Exercise requirements:
**A.** Do these statements agree with the Jefferies stock-picks article? For each, answer yes or no and quote the words from the article that decide it. (i) The "Picturing the Weeks Opportunities" research comes out every weekend. (ii) Activision Blizzard reported strong fourth-quarter results. (iii) All four companies found in the screen are rated Buy at Jefferies.
**B.** Can you carry the Jefferies stock-picks article forward from the point where it stops?

Text:
◇ ◇ ◇ ◇ ◇ ◇ ◇
In the new “Picturing the Weeks Opportunities” research gem that comes out every weekend from T.J. Thornton and his outstanding team at Jefferies, he makes the case that everything from S&P 500 dividend spreads to the 10-year Treasury yields, to investors net bullishness, to 52-week lows, are at levels not seen since the darkest of times, including the 2008 meltdown. He acknowledges that the rally has helped but makes the case that it could have much more room to run.

Should the rally continue to pick up steam, equity investors will be well served to own stocks that will benefit among the most. We screened the Jefferies Franchise Picks stock list for companies that could excel in an extended bull move, and found four that look outstanding. All are rated Buy at Jefferies.

Activision Blizzard

This company reported very mixed fourth-quarter results but remains a Franchise pick at Jefferies. Activision Blizzard Inc. (NASDAQ: ATVI) develops and publishes online, personal computer (PC), video game console, handheld, mobile and tablet games worldwide. The company develops and publishes interactive entertainment software products through retail channels or digital downloads to a range of gamers.
◇ ◇ ◇ ◇ ◇ ◇ ◇
Material supplied:
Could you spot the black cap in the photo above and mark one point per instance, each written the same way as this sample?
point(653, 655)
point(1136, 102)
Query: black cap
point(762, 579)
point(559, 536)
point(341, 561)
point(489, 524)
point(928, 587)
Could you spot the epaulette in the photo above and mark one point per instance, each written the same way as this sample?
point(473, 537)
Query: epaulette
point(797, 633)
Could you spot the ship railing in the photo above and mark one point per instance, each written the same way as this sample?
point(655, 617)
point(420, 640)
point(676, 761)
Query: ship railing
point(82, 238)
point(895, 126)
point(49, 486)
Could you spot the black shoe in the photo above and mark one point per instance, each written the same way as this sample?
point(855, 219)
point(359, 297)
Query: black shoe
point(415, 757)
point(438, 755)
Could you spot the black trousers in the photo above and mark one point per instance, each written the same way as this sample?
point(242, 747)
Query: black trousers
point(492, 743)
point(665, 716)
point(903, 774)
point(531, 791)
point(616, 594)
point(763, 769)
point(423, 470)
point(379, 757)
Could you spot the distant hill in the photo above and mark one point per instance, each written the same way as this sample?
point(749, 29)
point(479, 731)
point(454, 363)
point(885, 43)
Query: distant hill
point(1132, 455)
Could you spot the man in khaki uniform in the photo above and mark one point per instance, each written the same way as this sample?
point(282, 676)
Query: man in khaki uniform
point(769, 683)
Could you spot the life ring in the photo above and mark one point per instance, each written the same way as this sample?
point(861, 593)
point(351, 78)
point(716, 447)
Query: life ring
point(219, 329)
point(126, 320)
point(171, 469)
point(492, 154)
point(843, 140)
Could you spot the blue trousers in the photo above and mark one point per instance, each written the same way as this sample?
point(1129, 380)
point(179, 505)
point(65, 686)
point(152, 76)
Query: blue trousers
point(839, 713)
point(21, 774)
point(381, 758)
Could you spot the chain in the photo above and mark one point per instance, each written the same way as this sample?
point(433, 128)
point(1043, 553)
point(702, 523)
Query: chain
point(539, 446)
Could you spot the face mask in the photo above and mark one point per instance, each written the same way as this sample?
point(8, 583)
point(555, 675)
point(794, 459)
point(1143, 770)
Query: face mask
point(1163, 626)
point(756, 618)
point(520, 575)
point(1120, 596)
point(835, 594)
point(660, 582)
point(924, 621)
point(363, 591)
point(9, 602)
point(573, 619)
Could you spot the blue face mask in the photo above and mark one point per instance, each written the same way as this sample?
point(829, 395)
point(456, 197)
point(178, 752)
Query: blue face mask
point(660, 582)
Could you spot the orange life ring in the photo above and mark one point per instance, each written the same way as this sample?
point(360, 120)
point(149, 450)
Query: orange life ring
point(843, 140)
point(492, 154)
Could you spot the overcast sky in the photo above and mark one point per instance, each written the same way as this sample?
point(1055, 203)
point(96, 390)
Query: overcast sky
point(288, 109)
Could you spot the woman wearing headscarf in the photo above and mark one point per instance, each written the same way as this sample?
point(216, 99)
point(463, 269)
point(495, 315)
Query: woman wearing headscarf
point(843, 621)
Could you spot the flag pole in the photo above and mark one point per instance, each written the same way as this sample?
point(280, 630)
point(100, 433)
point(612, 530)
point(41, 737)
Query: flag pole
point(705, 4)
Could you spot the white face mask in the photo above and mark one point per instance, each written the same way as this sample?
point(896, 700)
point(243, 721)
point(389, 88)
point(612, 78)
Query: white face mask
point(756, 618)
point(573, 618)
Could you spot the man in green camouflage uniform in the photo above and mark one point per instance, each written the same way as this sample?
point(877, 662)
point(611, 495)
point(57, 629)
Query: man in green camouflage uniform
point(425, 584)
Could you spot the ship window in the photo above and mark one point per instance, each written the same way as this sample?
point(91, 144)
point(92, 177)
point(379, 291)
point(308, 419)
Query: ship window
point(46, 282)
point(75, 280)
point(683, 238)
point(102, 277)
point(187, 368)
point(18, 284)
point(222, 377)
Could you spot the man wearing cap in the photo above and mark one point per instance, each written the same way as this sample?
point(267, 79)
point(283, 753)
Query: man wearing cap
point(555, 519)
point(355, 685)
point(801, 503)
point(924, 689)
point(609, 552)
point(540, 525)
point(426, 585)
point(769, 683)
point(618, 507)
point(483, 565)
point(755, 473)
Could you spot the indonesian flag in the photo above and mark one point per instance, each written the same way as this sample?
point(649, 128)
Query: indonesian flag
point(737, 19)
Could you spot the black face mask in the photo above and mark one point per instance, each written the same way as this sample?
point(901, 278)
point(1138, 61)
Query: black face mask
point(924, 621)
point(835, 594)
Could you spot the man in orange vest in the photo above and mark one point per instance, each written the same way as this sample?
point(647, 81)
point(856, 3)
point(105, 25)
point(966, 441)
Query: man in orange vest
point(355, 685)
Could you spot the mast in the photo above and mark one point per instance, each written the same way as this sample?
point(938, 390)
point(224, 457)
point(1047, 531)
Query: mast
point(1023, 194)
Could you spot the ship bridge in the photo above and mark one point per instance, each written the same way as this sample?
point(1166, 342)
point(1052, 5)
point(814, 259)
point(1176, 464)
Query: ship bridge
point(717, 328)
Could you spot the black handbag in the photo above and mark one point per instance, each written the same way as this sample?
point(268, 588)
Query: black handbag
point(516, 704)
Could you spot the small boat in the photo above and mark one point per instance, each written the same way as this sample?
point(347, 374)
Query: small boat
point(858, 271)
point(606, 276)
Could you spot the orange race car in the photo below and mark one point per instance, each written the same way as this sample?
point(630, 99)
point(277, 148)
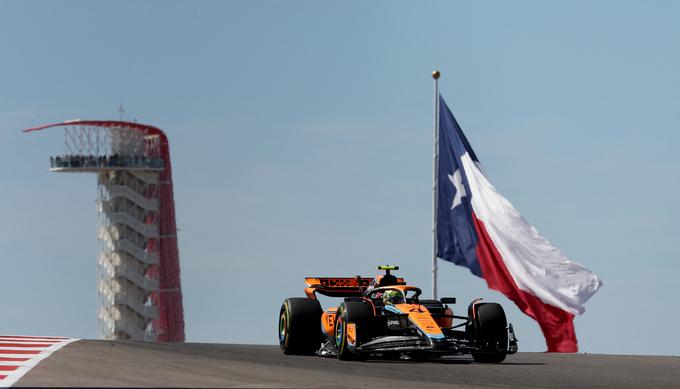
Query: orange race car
point(383, 317)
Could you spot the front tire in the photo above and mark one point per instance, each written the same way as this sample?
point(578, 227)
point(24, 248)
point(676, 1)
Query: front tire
point(300, 326)
point(490, 333)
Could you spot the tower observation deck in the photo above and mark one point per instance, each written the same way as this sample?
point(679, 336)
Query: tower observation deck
point(140, 295)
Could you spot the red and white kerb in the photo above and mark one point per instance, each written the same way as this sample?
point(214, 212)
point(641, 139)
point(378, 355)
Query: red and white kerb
point(19, 354)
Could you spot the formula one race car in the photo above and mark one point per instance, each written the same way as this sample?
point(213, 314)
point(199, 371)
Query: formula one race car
point(382, 317)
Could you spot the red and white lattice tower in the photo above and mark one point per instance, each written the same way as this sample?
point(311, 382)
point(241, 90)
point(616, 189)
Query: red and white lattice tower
point(138, 266)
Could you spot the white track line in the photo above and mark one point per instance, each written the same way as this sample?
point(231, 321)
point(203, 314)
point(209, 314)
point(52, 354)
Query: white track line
point(22, 367)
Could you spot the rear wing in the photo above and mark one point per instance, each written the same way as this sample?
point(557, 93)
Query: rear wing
point(339, 286)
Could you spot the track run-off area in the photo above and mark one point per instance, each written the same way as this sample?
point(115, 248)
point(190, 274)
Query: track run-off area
point(97, 363)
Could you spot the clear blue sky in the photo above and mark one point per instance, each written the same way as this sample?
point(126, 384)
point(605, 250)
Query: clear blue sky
point(301, 141)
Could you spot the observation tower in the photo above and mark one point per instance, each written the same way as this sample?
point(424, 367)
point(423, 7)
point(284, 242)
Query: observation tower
point(140, 295)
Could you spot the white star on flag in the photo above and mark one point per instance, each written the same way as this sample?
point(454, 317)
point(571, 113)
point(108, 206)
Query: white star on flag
point(457, 182)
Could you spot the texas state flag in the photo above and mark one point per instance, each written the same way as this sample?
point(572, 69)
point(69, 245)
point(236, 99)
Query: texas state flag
point(479, 229)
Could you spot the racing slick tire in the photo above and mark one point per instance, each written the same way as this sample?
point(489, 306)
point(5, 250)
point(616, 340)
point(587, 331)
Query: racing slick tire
point(299, 326)
point(355, 312)
point(490, 333)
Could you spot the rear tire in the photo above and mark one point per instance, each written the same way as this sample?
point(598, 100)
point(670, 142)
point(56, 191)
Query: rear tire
point(300, 326)
point(490, 333)
point(358, 313)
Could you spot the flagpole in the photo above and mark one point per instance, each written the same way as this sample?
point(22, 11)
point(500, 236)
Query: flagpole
point(435, 173)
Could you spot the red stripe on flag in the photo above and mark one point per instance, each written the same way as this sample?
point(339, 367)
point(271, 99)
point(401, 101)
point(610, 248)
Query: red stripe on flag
point(557, 325)
point(8, 359)
point(24, 345)
point(20, 351)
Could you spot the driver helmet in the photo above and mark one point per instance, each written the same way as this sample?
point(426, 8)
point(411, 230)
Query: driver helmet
point(392, 297)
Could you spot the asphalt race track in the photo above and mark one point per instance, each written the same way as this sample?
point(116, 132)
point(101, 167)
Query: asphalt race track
point(93, 363)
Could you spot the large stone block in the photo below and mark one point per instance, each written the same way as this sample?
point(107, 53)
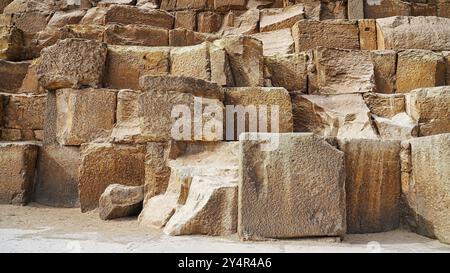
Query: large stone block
point(104, 164)
point(423, 32)
point(430, 107)
point(288, 71)
point(57, 183)
point(419, 68)
point(123, 14)
point(126, 64)
point(17, 169)
point(340, 71)
point(11, 43)
point(372, 184)
point(271, 106)
point(137, 35)
point(309, 34)
point(279, 18)
point(426, 186)
point(245, 55)
point(12, 75)
point(295, 190)
point(343, 116)
point(84, 115)
point(72, 63)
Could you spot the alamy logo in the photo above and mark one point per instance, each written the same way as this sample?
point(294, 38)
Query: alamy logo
point(209, 121)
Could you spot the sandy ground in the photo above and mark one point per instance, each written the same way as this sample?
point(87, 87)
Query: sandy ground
point(36, 228)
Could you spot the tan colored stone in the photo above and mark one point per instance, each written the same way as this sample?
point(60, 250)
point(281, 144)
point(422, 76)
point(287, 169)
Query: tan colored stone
point(419, 68)
point(104, 164)
point(246, 59)
point(372, 185)
point(427, 185)
point(384, 62)
point(295, 190)
point(413, 32)
point(12, 75)
point(288, 71)
point(126, 64)
point(182, 84)
point(276, 42)
point(84, 115)
point(430, 107)
point(309, 34)
point(191, 61)
point(343, 71)
point(260, 98)
point(120, 201)
point(275, 19)
point(72, 63)
point(17, 169)
point(123, 14)
point(57, 183)
point(137, 35)
point(343, 116)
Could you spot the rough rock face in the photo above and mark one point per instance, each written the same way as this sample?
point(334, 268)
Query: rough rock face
point(343, 71)
point(120, 201)
point(309, 34)
point(312, 198)
point(413, 32)
point(419, 68)
point(17, 171)
point(426, 185)
point(57, 183)
point(103, 164)
point(84, 115)
point(430, 107)
point(373, 193)
point(72, 63)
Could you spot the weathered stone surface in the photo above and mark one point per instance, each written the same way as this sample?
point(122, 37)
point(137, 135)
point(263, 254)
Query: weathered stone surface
point(138, 35)
point(210, 208)
point(295, 190)
point(384, 62)
point(260, 103)
point(104, 164)
point(160, 121)
point(72, 63)
point(182, 84)
point(17, 168)
point(385, 105)
point(426, 186)
point(288, 71)
point(12, 75)
point(343, 116)
point(23, 111)
point(386, 8)
point(191, 61)
point(309, 34)
point(126, 64)
point(275, 19)
point(343, 71)
point(84, 115)
point(419, 68)
point(372, 184)
point(123, 14)
point(276, 42)
point(246, 59)
point(11, 43)
point(367, 34)
point(430, 107)
point(120, 201)
point(57, 183)
point(413, 32)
◇ ◇ ◇ ◇ ◇ ◇ ◇
Task results:
**A.**
(i) Yes: "comes out every weekend from T.J. Thornton and his outstanding team at Jefferies"
(ii) No: "This company reported very mixed fourth-quarter results"
(iii) Yes: "found four that look outstanding. All are rated Buy at Jefferies."

**B.**
The company’s Call of Duty franchise, which has propelled earnings for this industry powerhouse for years, came out just in time for the holidays with “Call of Duty: Black Ops 3,” which showed up as one of the top-selling games over the three-day Black Friday and Christmas selling periods.

The big news last fall was the company’s purchase of Candy Crush saga creator King Digital Entertainment. Most on Wall Street think the buy is an outstanding move for the company, and specifically the synergies between the two companies is cited. Many analysts feel that the key to unlocking some monster value is creating and cross-promoting the Activision product inside the King Digital mobile distribution network.

The fourth-quarter revenues came in below consensus expectations as softness in what Jefferies calls “casual” brands like Skylanders and Guitar Hero weighed on results. The firm points out that Activision has a half a billion monthly active users, putting it in the ranks behind digital giants like Facebook and YouTube. With shares trading at a very reasonable 13 times estimated 2016 earnings, Jefferies is a buyer of the stock on the current weakness.

Investors receive a 0.82% dividend. The Jefferies price target for the stock is $45. The Thomson/First Call consensus target is $37.92. The stock closed Friday at $31.89.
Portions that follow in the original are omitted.